In the records below, find the line that contains "Objective: a point on each instance of the vegetable". Retype that line and all the lines after it through the end, leaving out the pictures.

Begin Source material

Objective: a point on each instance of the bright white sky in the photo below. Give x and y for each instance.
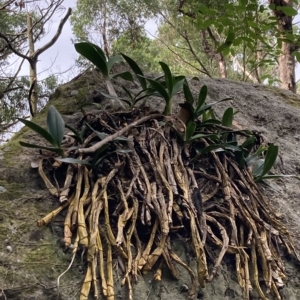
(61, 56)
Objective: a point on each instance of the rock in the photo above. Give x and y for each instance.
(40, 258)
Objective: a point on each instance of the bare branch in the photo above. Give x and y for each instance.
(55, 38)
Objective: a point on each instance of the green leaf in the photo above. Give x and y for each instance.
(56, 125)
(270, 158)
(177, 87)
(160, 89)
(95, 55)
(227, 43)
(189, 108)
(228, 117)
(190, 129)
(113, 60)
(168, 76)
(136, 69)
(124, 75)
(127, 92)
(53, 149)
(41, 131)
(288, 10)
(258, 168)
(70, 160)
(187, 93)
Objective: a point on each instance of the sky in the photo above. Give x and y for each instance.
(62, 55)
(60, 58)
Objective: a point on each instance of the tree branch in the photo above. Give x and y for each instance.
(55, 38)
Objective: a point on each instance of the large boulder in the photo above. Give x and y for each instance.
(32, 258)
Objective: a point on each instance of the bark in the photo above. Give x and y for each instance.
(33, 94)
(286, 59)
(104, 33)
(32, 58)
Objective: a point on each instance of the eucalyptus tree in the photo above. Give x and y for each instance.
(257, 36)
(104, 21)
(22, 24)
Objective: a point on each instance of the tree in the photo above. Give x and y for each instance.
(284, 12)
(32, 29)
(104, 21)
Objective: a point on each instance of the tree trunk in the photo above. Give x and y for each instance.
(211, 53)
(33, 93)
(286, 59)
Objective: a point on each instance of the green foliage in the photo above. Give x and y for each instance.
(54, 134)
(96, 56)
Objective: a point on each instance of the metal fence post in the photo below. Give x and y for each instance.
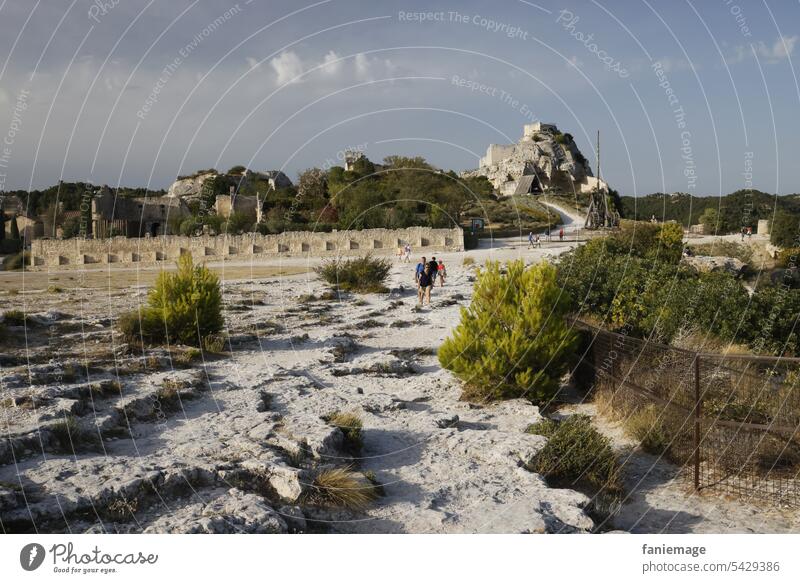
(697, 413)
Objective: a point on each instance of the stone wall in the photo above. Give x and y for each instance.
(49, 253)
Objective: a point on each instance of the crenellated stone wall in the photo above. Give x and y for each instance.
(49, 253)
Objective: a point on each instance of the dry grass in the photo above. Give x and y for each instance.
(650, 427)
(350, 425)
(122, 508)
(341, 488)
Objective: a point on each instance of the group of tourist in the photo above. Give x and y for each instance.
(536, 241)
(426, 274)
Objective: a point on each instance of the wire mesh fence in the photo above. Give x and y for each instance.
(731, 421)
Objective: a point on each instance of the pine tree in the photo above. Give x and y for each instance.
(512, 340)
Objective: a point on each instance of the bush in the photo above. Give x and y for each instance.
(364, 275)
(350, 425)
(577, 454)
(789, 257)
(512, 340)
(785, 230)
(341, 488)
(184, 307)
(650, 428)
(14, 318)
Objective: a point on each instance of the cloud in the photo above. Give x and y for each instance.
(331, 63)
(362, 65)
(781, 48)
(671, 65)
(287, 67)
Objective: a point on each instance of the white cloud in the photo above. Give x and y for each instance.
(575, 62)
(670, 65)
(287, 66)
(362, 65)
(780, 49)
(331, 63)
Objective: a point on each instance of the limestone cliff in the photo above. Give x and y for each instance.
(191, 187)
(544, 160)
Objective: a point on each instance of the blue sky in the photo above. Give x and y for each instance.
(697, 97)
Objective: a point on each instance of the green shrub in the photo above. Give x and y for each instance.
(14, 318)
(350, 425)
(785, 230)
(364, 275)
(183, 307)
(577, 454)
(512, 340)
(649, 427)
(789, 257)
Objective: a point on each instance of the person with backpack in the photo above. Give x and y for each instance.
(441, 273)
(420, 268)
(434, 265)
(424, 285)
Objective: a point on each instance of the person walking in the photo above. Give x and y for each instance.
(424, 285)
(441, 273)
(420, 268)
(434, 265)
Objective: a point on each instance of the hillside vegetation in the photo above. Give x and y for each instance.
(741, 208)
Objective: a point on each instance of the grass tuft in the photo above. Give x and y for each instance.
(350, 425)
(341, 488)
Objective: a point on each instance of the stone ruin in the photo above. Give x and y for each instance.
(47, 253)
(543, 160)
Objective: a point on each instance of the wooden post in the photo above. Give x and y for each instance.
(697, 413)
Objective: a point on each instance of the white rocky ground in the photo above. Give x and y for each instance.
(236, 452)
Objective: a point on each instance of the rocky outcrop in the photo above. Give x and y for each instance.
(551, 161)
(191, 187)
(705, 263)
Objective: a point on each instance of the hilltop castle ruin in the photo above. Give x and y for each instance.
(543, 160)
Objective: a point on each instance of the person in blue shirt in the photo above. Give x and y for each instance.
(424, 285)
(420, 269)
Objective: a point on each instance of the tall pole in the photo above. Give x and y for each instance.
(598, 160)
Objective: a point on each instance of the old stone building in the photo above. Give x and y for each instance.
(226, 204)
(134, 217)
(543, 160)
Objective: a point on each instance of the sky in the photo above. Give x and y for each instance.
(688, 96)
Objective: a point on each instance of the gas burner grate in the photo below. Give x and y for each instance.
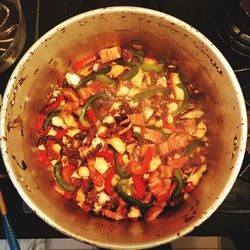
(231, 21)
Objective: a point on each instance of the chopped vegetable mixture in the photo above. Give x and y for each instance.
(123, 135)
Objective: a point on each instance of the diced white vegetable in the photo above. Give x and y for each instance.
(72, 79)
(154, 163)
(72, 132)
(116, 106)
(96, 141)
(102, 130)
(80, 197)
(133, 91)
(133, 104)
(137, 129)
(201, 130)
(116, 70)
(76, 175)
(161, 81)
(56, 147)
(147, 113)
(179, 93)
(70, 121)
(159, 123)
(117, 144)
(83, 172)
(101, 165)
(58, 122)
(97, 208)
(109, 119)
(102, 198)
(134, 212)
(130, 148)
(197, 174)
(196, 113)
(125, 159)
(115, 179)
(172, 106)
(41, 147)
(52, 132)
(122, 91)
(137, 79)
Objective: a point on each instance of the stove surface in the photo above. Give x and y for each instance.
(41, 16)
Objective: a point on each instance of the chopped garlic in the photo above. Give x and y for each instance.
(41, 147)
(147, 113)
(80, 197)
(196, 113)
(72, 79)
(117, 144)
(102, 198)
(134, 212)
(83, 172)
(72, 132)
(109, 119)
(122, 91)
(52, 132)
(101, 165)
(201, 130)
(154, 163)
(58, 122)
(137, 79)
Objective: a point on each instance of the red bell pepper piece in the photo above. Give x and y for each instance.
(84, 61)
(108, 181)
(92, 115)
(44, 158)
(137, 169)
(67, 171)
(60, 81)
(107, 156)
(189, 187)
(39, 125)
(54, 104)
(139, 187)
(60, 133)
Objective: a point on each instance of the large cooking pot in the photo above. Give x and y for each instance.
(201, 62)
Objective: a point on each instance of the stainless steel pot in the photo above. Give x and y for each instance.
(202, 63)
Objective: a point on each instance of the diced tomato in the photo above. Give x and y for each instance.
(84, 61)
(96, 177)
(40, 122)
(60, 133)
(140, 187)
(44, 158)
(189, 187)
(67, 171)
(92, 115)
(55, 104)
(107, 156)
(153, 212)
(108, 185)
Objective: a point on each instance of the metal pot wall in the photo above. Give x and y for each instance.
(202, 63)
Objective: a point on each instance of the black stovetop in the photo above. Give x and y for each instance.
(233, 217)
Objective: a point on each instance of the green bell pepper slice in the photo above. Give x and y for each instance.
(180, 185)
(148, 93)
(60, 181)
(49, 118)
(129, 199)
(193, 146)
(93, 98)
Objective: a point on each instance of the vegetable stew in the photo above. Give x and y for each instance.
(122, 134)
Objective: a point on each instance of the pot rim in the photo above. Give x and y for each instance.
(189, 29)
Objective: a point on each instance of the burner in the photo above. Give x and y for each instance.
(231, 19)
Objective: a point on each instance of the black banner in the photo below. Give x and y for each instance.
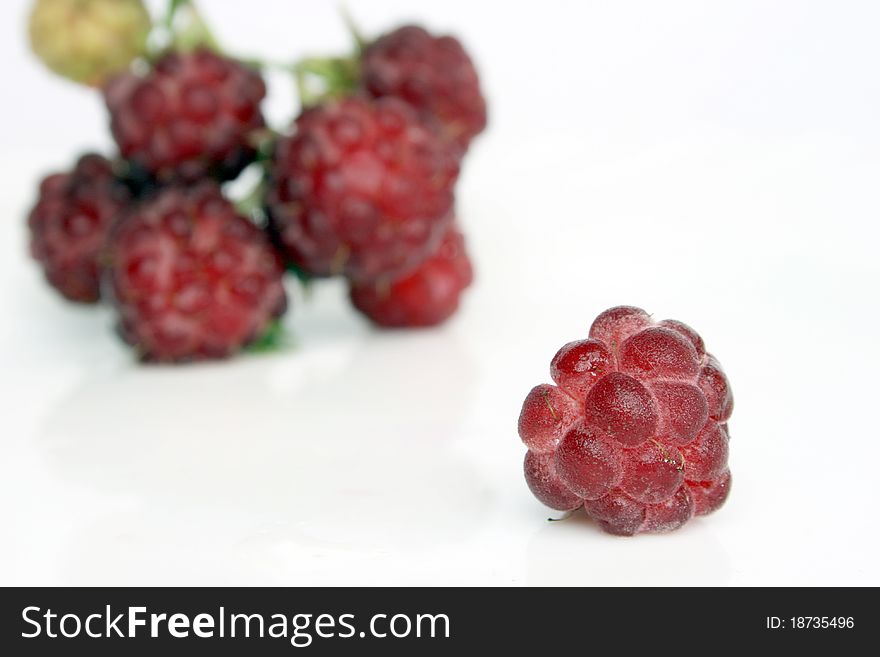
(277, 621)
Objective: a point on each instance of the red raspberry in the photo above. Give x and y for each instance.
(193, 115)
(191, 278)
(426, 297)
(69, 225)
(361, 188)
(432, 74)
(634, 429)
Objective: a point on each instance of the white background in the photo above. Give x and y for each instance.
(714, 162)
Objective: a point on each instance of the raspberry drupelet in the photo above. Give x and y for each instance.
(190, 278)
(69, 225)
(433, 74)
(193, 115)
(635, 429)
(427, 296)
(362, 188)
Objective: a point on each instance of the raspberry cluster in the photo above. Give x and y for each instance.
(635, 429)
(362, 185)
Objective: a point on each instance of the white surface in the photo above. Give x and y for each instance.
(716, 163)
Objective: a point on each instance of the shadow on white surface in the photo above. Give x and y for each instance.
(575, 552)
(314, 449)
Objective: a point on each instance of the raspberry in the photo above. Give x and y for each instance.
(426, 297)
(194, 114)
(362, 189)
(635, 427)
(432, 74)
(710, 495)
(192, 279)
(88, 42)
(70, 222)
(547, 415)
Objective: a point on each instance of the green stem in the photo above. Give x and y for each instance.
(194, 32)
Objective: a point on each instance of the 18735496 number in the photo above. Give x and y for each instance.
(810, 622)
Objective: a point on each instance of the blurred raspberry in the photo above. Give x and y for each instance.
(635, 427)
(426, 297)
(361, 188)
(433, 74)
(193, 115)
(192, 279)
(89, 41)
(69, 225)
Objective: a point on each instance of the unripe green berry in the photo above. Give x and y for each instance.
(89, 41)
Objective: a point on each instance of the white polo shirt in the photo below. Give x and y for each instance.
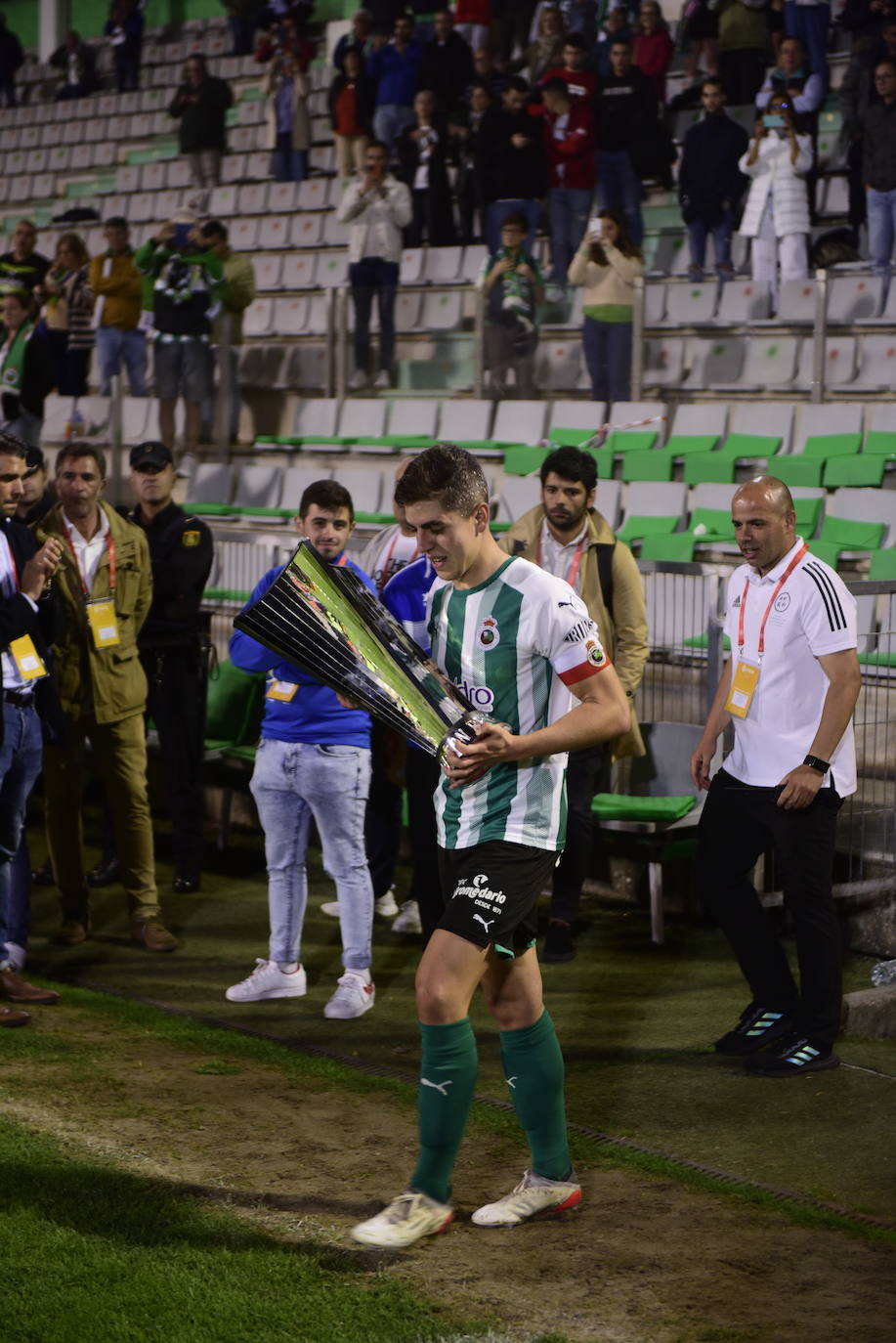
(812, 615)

End Source material

» Full answer
Objective: a point on each instance of the vegetable stew in the photo above. Give x and y for each instance.
(122, 134)
Objective: a point on each instance of the pot rim in the photo above. Give x and y for each instance.
(189, 29)
Objective: a point on each instance of the burner in the photo above. Give x and y for each instance.
(231, 19)
Objective: a point on each instance of the black banner in the photo below. Give x and y for each instance.
(277, 621)
Objective: a point on each instance of the red raspberry in the photo above. Give x and y for each instance.
(193, 115)
(191, 278)
(426, 297)
(69, 225)
(361, 188)
(432, 74)
(634, 429)
Objective: a point on each instance of the white background in the photo above. Give x and y for each instance.
(714, 162)
Objective: a point on each instance of the raspberry drupelet in the photo above. Give x and y for each instance.
(190, 278)
(69, 225)
(433, 74)
(193, 115)
(635, 429)
(427, 296)
(362, 188)
Objective: a point on each instance of the raspberry cluster in the photo above. Give x and y for each instance.
(635, 429)
(362, 185)
Objective: a point on each instance of the white surface in the photo above. Give x and y for each instance.
(716, 163)
Objective: a point on each instance of the shadow on white surface in the photo above. Give x and y for each instance.
(575, 552)
(314, 449)
Objective: a point on each instance of the raspberry in the photo above. Give x and y for each instance.
(426, 297)
(194, 114)
(362, 189)
(635, 427)
(432, 74)
(710, 495)
(192, 279)
(88, 42)
(70, 222)
(547, 415)
Objective: a point on each instance of the green stem in the photo above. Give x and y for each instance.
(194, 32)
Objective: a point on each instance of the 18735496 number in the photo above. Give x and y for each instance.
(810, 622)
Objective: a point on each instance of the blurred raspberry in the photo above. Give x and y for each instance.
(635, 427)
(426, 297)
(361, 188)
(433, 74)
(193, 115)
(192, 279)
(89, 41)
(69, 225)
Objective: a point on each instance of the unripe green berry in the photo above. Give x and y for each instance.
(89, 41)
Objective: a point on each instance of the white polo shirt in the photo below. Give x and y for each instance.
(812, 615)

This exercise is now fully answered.